## Records drawn from a dataset
---

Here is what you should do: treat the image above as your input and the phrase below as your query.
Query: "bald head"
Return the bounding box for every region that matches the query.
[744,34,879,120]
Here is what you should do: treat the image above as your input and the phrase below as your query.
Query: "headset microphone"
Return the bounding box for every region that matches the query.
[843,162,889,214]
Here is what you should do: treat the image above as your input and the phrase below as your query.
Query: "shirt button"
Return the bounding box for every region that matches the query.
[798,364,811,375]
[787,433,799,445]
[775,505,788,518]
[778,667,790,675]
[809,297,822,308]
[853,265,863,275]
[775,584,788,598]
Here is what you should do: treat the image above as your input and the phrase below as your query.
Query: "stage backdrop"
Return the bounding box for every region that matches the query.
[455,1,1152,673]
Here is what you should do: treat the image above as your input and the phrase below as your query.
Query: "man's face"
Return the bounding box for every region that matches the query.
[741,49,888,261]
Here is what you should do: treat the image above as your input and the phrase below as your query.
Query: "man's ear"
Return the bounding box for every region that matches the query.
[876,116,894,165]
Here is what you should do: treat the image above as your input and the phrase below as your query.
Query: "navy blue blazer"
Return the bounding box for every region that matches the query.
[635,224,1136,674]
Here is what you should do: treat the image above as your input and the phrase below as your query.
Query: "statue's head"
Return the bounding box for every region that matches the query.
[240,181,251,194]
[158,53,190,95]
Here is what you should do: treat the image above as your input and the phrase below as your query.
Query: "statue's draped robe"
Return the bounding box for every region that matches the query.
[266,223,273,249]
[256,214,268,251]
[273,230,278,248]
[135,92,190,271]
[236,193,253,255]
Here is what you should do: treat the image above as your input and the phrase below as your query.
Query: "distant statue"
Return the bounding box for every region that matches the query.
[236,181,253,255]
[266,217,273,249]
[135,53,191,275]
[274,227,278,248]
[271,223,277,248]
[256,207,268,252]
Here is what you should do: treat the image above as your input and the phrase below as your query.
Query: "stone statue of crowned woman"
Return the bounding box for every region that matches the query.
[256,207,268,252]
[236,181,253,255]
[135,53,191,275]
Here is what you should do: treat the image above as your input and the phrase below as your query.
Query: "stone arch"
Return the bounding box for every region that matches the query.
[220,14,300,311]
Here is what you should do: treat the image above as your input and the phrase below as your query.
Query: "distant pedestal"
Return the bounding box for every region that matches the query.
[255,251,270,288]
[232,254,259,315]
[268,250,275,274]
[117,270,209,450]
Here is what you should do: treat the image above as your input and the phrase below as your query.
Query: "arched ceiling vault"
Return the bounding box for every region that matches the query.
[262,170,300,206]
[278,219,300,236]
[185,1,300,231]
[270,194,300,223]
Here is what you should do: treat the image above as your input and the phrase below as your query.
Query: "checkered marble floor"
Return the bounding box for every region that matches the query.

---

## Exercise requirements
The data must be transcribed in full. Every word stays the same.

## Reply to the exercise
Here is what you should do: treat the image above as your input and the phrase below as your query.
Query: "bald head"
Return the bounding box for every region that matches the query.
[744,34,879,120]
Here is what you should do: treat the image above as your input and the phrase below as your query.
Query: "headset microphone"
Return the bounding box for every region that matches the query.
[843,162,889,214]
Here is what you should do: treat the image above as your input and the phrase below as your query.
Query: "shirt button"
Return the bounding box for every region that matches the query.
[798,364,811,375]
[787,433,799,445]
[775,505,788,518]
[778,667,790,675]
[809,297,822,308]
[853,265,863,275]
[775,584,788,598]
Here is what you should do: treat the image above as your input and the phrase below as your query.
Query: "stage backdrop"
Return the bounding box for every region that matches the query.
[455,1,1152,673]
Here is what you should do: treat the image above as your input and the phrase below as your query.
Query: "man's face"
Return the bounding box for every region that matches the query.
[741,49,888,261]
Here is what you should do: treat the image above as your input and the phrase below as your query.
Query: "man's ear"
Return the bounding box for every region that matches the query.
[876,116,894,165]
Here is what you should do: treat the image above as your input and the phrase below as your query.
Query: "navy blue blazer"
Return the bounding box for every region that matches the query.
[635,224,1136,674]
Here is what you should do: treat the image above as your input and the phrase below as your query.
Query: "statue's head"
Return the bounding box for every region that matches the query.
[240,181,251,194]
[158,53,190,95]
Here is what you should do: treat the image above as your input and the phrase below as your query.
Query: "statue's draped robe"
Return the bounding box for every region that matches the query.
[266,223,273,249]
[256,214,268,251]
[273,230,278,248]
[135,92,190,271]
[236,193,253,255]
Here is what you should do: treat the image above as your input and the phrase below as your query.
Query: "distant statue"
Return the bounding box for every region that matches the query.
[236,181,253,255]
[266,217,273,249]
[135,53,191,275]
[274,227,278,248]
[271,223,277,248]
[256,207,268,252]
Here is what you should do: treat the image above as your input and the phrase below as your query.
Query: "stone statue of crowned woman"
Return the bounding box for every region that matches the query.
[256,207,268,252]
[236,181,253,255]
[135,53,191,275]
Here is what you should do: treat the image above as your input and the phrase below as your query.
Query: "stone arch"
Return the bounding box for every region that matches the query.
[220,14,300,311]
Here is what you should do: treat the image above as your input and the phrase below as your query.
Query: "distant pedestal"
Return the bounding box for every region that matches the query.
[255,251,270,288]
[232,254,259,315]
[268,250,275,274]
[117,270,209,450]
Here is what you should do: treat the image above as your input and the phrase below as your query.
Query: "arched ceiling vault"
Return the bounding box for every region that matches the query.
[262,170,300,206]
[278,219,300,236]
[185,1,300,231]
[270,194,300,223]
Here is what you should do: treat the image above as your input and the phrase below as your query.
Query: "checkered marble floor"
Return the bounding box for every region that matches the query.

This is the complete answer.